* [REQUIRED ACTION]
While reading through the material below, copy each line that holds the word "instance".

BEGIN

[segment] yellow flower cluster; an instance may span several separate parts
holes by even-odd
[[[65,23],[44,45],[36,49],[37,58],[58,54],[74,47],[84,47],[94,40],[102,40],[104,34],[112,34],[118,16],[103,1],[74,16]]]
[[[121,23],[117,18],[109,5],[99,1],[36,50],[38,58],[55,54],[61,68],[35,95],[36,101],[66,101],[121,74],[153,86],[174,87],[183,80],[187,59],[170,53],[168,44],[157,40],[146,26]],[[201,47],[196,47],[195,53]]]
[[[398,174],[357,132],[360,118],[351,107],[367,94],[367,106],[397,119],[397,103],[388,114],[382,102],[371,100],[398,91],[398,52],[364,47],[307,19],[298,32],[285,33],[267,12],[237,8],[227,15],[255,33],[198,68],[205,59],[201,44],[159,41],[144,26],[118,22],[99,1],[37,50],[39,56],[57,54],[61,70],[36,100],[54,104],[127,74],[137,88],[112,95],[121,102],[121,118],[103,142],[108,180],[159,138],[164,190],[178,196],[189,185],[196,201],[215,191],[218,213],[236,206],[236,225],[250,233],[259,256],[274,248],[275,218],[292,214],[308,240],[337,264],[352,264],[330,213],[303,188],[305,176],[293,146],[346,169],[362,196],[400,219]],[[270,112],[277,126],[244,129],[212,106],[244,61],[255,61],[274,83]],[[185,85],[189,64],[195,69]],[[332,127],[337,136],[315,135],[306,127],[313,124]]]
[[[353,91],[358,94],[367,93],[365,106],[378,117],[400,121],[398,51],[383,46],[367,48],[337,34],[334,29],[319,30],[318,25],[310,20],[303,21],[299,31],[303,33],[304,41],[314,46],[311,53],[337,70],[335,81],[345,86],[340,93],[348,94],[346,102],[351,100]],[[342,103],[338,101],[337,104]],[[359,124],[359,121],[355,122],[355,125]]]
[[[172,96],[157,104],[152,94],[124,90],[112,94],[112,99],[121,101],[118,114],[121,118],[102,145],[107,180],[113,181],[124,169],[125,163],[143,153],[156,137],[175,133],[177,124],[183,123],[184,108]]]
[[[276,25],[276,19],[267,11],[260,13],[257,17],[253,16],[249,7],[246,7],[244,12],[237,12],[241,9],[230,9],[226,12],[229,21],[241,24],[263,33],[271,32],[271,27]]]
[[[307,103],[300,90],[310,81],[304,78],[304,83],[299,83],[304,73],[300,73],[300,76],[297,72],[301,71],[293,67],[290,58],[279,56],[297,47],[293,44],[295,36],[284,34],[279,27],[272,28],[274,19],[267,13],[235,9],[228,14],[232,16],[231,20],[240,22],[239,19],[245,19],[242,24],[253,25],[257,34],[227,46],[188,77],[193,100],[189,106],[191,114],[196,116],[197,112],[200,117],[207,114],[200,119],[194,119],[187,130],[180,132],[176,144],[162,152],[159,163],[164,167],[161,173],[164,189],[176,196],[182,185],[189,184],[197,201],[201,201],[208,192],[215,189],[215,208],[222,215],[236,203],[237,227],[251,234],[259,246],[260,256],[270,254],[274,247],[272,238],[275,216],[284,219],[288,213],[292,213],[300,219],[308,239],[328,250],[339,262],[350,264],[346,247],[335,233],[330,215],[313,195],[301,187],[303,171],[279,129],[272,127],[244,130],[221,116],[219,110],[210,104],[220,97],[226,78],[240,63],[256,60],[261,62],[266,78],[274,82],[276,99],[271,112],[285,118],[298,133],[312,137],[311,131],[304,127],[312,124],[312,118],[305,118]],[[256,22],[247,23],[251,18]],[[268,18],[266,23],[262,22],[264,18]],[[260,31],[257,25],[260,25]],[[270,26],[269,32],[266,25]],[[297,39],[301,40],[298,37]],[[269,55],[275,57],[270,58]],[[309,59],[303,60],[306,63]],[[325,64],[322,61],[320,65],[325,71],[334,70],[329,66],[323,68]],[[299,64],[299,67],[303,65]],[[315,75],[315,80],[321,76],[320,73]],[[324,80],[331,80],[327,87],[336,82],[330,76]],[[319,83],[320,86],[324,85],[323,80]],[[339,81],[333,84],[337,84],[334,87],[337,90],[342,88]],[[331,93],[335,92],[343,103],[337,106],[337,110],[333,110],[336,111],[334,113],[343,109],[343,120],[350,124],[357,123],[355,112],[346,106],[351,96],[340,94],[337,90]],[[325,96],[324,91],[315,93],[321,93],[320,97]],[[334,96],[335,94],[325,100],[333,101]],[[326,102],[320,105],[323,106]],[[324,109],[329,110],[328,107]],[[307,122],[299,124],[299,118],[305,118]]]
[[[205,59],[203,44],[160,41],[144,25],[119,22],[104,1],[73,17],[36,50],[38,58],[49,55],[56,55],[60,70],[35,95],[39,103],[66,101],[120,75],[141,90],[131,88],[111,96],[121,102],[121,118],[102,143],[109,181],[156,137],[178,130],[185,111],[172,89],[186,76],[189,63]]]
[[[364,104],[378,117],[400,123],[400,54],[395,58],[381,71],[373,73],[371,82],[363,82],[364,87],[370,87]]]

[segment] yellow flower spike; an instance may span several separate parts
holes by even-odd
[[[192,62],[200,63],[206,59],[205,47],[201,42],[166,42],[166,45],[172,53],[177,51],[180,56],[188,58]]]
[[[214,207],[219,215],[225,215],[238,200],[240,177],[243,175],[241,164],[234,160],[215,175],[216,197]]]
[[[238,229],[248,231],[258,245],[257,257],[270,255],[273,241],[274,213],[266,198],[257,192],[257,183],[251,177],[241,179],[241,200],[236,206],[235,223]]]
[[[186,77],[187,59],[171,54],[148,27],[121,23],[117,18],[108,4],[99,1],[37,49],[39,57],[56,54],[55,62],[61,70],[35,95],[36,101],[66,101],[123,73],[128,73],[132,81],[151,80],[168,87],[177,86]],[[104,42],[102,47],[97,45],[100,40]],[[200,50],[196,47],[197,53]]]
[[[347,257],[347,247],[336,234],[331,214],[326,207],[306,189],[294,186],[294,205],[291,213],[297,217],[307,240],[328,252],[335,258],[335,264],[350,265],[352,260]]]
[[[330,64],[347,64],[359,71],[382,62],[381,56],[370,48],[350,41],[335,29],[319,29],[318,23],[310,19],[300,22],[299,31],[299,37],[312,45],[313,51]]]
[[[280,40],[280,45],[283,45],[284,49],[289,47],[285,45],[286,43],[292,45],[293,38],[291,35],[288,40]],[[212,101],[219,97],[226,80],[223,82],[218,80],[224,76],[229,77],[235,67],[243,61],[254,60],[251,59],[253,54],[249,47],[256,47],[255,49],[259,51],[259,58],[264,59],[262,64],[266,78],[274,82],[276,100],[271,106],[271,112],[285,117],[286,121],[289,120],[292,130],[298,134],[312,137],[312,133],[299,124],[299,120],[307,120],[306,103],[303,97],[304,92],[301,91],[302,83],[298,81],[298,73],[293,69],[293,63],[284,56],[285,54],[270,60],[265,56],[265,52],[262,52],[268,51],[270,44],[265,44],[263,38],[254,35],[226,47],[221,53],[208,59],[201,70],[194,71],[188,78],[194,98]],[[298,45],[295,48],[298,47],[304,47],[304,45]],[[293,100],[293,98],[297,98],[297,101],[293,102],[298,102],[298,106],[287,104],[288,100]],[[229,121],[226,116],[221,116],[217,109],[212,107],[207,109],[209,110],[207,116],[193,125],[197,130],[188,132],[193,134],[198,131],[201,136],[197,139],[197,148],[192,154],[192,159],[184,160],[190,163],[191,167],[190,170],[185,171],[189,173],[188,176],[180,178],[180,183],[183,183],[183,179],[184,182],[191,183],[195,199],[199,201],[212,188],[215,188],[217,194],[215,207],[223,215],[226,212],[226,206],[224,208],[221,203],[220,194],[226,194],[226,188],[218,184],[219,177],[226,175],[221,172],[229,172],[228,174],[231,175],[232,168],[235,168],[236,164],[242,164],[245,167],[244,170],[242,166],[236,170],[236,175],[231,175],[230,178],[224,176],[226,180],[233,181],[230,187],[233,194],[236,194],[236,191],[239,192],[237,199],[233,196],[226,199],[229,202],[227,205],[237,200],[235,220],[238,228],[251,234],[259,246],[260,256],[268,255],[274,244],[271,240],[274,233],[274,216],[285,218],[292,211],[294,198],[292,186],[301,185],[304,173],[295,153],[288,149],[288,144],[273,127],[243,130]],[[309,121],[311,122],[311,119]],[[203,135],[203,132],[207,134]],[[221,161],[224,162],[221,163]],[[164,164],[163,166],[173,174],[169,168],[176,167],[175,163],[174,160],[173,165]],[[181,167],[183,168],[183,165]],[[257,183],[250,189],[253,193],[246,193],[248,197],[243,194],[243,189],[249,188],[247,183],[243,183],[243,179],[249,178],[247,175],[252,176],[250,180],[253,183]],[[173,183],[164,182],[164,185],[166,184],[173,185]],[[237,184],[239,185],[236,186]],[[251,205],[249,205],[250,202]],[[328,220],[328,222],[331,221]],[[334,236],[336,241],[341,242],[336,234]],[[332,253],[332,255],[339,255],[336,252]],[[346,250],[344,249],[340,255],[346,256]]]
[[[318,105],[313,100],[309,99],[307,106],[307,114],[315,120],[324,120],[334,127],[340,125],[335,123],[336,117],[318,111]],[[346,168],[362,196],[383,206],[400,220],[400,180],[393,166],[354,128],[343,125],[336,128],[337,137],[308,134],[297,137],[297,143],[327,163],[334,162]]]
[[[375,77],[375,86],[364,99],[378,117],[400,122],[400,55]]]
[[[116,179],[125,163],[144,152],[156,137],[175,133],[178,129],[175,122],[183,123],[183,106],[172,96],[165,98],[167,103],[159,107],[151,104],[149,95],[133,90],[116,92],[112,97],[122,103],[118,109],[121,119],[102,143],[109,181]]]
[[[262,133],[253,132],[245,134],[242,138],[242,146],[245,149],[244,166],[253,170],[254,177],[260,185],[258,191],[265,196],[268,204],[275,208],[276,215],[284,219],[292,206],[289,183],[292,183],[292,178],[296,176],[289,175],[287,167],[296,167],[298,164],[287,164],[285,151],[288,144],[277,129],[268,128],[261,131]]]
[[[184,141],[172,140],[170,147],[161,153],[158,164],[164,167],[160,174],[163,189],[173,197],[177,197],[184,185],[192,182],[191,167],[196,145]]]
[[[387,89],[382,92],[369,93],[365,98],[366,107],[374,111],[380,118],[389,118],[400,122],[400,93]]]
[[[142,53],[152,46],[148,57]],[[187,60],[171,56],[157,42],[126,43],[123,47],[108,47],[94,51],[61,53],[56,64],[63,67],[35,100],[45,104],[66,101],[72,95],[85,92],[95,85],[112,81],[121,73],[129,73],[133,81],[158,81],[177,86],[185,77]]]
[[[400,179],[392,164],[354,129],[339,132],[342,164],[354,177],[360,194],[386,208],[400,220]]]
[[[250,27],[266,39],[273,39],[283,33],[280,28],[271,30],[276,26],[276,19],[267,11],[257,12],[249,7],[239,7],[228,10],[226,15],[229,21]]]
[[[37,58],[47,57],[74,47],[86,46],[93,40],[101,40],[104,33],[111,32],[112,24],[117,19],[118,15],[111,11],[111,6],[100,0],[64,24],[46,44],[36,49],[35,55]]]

END

* [COMPLETED EXERCISE]
[segment] yellow flower cluster; an instance may span several separate parts
[segment] yellow flower spike; an instance may span several separate parts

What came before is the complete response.